(Einträge des Datensatzes)
• • • •
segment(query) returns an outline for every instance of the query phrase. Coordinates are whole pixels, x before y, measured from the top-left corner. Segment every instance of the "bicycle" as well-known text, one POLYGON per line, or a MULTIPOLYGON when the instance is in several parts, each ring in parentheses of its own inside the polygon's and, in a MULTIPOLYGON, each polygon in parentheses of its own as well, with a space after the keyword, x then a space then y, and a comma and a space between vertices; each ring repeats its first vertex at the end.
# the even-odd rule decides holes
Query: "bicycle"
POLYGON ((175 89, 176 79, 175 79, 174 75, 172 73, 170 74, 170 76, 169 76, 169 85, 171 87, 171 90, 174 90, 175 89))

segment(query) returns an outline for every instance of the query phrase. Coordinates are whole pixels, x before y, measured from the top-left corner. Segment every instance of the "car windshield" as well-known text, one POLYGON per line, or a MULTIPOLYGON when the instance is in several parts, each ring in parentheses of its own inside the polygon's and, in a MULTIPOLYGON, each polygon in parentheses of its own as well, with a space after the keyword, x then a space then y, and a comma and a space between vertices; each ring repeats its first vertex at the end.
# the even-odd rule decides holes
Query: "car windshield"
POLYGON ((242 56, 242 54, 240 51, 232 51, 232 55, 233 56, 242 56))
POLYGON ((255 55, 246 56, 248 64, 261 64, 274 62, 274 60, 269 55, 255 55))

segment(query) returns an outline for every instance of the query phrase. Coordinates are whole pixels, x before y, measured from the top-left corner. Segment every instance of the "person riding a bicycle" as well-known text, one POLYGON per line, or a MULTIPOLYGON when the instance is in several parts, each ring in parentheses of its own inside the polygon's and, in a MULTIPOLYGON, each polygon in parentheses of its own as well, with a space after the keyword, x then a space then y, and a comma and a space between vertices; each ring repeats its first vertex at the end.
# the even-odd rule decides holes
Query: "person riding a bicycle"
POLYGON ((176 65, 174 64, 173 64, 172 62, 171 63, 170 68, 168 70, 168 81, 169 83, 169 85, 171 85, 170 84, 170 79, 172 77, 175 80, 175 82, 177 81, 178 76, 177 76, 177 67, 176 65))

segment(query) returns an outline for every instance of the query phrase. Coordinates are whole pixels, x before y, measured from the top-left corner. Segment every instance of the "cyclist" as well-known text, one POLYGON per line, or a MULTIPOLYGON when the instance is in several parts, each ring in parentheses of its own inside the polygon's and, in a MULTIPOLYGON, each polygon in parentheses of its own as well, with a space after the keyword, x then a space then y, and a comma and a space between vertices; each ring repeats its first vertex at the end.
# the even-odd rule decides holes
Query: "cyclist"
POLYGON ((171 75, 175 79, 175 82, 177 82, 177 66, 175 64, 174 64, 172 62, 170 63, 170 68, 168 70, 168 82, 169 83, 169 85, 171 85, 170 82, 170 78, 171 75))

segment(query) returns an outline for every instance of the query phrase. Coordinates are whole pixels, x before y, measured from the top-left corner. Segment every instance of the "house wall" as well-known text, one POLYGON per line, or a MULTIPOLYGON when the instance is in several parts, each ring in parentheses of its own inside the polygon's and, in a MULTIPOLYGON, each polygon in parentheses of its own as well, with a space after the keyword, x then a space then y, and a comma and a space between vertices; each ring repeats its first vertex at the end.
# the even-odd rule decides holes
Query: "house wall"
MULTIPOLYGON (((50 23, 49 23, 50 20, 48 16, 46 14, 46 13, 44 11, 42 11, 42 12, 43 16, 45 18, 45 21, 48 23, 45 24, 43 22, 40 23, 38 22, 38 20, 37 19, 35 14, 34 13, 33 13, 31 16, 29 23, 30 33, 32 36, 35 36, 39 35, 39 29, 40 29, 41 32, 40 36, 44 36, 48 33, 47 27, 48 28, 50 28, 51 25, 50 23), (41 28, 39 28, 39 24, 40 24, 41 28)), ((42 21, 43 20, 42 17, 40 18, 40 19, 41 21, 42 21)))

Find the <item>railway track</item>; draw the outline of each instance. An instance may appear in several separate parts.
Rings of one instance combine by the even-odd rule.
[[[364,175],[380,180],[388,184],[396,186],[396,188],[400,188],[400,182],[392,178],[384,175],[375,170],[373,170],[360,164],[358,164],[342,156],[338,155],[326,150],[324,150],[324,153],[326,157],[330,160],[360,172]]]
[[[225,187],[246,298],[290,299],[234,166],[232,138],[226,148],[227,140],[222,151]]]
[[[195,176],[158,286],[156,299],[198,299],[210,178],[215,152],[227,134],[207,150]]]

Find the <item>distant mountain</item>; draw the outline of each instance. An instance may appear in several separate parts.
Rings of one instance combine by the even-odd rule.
• • • •
_AUFGABENSTELLUNG_
Schreibe den Abschnitt von der Zeile mit „Find the <item>distant“ bis zum Ende der Datensätze neu und setze dabei „hill“ an die Stelle von „mountain“. Alles Übrige bleibt unverändert.

_LÖSUNG DER AUFGABE_
Find the <item>distant hill</item>; draw the outline of each instance. An instance may appear in several separate parts.
Rings of one instance combine by the even-odd rule.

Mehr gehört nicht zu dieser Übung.